> _Task directions_: Can you give the listing below as a Markdown table with the columns Row and Line, numbering each line and leaving out blank lines?

═══ Input rows

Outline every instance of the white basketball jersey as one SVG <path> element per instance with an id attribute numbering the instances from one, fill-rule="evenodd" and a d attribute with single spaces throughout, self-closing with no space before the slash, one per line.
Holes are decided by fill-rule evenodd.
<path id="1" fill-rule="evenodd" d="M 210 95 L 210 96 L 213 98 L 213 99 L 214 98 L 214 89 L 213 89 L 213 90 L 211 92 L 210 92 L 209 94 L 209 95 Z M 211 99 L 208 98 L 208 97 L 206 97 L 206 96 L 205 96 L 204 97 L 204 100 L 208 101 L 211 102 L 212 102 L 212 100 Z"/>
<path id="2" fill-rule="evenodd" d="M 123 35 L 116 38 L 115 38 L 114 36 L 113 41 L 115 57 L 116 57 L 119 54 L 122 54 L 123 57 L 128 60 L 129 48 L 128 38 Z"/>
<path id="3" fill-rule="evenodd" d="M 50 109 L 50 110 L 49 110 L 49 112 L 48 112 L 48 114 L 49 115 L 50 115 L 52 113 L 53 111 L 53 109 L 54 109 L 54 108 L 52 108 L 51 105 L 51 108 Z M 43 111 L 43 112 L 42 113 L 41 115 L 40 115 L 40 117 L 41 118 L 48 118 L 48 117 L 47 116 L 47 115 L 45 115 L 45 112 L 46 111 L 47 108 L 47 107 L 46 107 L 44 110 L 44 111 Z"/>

══════

> _Response to the exercise_:
| Row | Line |
|---|---|
| 1 | Outline every instance of the white basketball jersey as one SVG <path> element per instance with an id attribute numbering the instances from one, fill-rule="evenodd" and a d attribute with single spaces throughout, self-closing with no space before the slash, one per line. |
| 2 | Holes are decided by fill-rule evenodd. |
| 3 | <path id="1" fill-rule="evenodd" d="M 210 95 L 210 96 L 213 98 L 213 99 L 214 98 L 214 89 L 213 89 L 213 90 L 211 92 L 210 92 L 209 94 L 209 95 Z M 211 99 L 208 98 L 208 97 L 206 97 L 206 96 L 205 96 L 204 97 L 204 100 L 208 101 L 211 102 L 212 102 L 212 100 Z"/> |
| 4 | <path id="2" fill-rule="evenodd" d="M 123 35 L 116 38 L 115 38 L 114 36 L 113 41 L 115 57 L 116 57 L 119 54 L 122 54 L 123 57 L 128 60 L 129 48 L 128 38 Z"/> |
| 5 | <path id="3" fill-rule="evenodd" d="M 50 109 L 50 110 L 49 110 L 49 112 L 48 112 L 48 114 L 49 115 L 50 115 L 52 113 L 53 111 L 53 109 L 54 109 L 54 108 L 52 108 L 51 105 L 51 108 Z M 43 111 L 43 112 L 42 113 L 41 115 L 40 115 L 40 117 L 41 118 L 48 118 L 48 117 L 47 116 L 47 115 L 45 115 L 45 112 L 46 111 L 47 108 L 47 107 L 46 107 L 44 110 L 44 111 Z"/> |